**Saved data entries**

::::

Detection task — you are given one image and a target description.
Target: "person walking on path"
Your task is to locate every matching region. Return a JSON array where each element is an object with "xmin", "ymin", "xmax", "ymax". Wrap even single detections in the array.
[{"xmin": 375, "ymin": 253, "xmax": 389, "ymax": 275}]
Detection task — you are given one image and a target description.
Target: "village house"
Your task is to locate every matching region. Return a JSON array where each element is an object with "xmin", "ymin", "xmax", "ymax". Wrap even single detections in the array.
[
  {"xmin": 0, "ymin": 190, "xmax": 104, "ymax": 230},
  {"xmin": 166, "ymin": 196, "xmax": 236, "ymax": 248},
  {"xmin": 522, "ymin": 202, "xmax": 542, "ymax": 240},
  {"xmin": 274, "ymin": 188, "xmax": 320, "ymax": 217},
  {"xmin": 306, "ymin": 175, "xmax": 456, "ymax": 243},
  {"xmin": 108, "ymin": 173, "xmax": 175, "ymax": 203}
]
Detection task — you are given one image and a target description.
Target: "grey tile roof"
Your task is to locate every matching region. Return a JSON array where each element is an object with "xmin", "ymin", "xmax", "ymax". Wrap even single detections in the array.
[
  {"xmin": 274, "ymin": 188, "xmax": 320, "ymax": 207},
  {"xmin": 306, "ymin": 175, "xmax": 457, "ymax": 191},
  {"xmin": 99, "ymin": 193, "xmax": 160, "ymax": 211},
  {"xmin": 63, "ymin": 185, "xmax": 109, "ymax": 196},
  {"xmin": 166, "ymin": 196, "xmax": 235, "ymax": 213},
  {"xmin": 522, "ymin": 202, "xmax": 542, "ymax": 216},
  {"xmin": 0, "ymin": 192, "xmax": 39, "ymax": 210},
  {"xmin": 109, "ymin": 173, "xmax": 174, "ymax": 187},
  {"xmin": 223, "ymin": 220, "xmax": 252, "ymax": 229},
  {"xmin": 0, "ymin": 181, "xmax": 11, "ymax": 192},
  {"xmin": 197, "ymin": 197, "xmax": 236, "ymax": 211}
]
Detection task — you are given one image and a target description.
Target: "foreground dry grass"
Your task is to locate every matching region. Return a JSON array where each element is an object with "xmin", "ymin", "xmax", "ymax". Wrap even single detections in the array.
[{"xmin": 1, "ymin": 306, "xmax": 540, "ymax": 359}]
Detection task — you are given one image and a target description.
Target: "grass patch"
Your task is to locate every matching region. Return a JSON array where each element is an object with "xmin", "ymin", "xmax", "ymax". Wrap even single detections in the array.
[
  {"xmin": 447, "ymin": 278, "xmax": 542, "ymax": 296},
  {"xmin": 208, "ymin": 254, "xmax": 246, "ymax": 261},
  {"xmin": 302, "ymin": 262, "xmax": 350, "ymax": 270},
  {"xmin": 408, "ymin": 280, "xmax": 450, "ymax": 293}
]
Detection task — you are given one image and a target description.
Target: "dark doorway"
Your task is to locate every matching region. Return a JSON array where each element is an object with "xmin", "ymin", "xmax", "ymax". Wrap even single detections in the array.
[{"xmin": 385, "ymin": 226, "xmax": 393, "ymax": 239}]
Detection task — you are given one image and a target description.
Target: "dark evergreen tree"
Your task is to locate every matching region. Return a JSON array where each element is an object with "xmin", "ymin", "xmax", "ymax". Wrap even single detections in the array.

::::

**How to complete this task**
Find the lines in the records above that hold the word "grass", and give only how many there are.

**Response box**
2